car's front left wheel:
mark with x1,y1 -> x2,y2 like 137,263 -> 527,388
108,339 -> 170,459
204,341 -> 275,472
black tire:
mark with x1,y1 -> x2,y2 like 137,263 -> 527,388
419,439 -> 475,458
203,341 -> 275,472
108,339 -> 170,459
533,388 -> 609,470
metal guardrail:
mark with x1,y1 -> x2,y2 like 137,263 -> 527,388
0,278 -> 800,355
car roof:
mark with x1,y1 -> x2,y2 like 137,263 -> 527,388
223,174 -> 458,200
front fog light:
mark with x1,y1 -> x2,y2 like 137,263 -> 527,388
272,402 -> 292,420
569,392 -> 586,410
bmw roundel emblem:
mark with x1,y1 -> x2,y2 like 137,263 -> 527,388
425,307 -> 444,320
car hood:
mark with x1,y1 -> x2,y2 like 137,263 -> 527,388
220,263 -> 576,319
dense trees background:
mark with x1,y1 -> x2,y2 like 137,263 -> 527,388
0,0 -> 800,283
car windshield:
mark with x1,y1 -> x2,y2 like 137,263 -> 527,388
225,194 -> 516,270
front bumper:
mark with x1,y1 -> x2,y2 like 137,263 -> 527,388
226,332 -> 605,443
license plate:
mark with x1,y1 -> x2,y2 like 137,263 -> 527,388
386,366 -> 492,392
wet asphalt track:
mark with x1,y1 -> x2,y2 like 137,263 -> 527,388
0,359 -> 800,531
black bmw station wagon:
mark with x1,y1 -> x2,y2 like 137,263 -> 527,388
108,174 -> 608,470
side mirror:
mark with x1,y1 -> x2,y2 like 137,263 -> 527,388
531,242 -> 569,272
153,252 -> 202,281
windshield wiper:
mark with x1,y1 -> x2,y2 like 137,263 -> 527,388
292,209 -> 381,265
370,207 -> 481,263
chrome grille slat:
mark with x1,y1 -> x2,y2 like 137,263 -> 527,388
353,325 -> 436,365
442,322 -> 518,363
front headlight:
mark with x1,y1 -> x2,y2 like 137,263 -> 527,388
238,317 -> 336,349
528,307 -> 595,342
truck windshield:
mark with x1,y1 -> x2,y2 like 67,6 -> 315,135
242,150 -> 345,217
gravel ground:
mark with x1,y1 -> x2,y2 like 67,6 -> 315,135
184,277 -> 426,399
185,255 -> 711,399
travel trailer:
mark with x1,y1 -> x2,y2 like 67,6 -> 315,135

------------------------------------------------------------------------

**What is being asked:** Reproduce every line of the data above verbatim, without altering, adding, or omitting anything.

**Answer to the task:**
car's front left wheel:
mark with x1,y1 -> x2,y2 like 137,263 -> 527,388
108,339 -> 170,459
204,341 -> 275,472
black tire:
mark with x1,y1 -> x2,y2 like 137,263 -> 527,388
419,439 -> 475,458
203,341 -> 275,472
108,339 -> 170,459
533,388 -> 609,470
metal guardrail:
mark with x1,y1 -> x2,y2 like 137,263 -> 527,388
0,278 -> 800,355
car roof:
mark with x1,y1 -> x2,y2 like 137,263 -> 527,388
223,174 -> 458,200
front fog light:
mark with x1,y1 -> x2,y2 like 137,263 -> 527,388
272,402 -> 292,420
569,392 -> 586,410
bmw roundel emblem:
mark with x1,y1 -> x2,y2 like 137,263 -> 527,388
425,307 -> 444,320
car hood:
mark with x1,y1 -> x2,y2 like 137,263 -> 527,388
220,263 -> 576,319
dense trees background:
mark with x1,y1 -> x2,y2 like 137,263 -> 527,388
0,0 -> 800,283
car windshield:
mark with x1,y1 -> x2,y2 like 137,263 -> 527,388
225,194 -> 516,270
front bumper:
mark with x1,y1 -> x2,y2 like 137,263 -> 527,388
226,332 -> 605,443
license plate:
mark with x1,y1 -> x2,y2 like 137,263 -> 527,388
386,366 -> 492,392
wet asphalt track:
mark with x1,y1 -> x2,y2 like 137,263 -> 527,388
0,359 -> 800,531
black bmw station wagon:
mark with x1,y1 -> x2,y2 like 137,263 -> 527,388
108,174 -> 608,470
side mirror:
mark with x1,y1 -> x2,y2 like 137,263 -> 527,388
531,242 -> 569,272
153,252 -> 202,281
windshield wiper:
mark with x1,y1 -> x2,y2 like 137,263 -> 527,388
292,209 -> 381,265
370,207 -> 481,263
chrome grille slat:
mark with x1,y1 -> x2,y2 like 137,263 -> 527,388
353,325 -> 436,365
442,322 -> 518,363
front headlight:
mark with x1,y1 -> x2,y2 like 137,263 -> 527,388
238,317 -> 336,349
528,307 -> 595,342
truck windshield:
mark with x1,y1 -> x2,y2 like 67,6 -> 315,135
242,150 -> 345,217
gravel ground:
mark with x1,y1 -> x2,y2 like 67,6 -> 315,135
184,277 -> 426,399
185,255 -> 711,399
travel trailer:
mark with x1,y1 -> x2,y2 like 67,6 -> 315,135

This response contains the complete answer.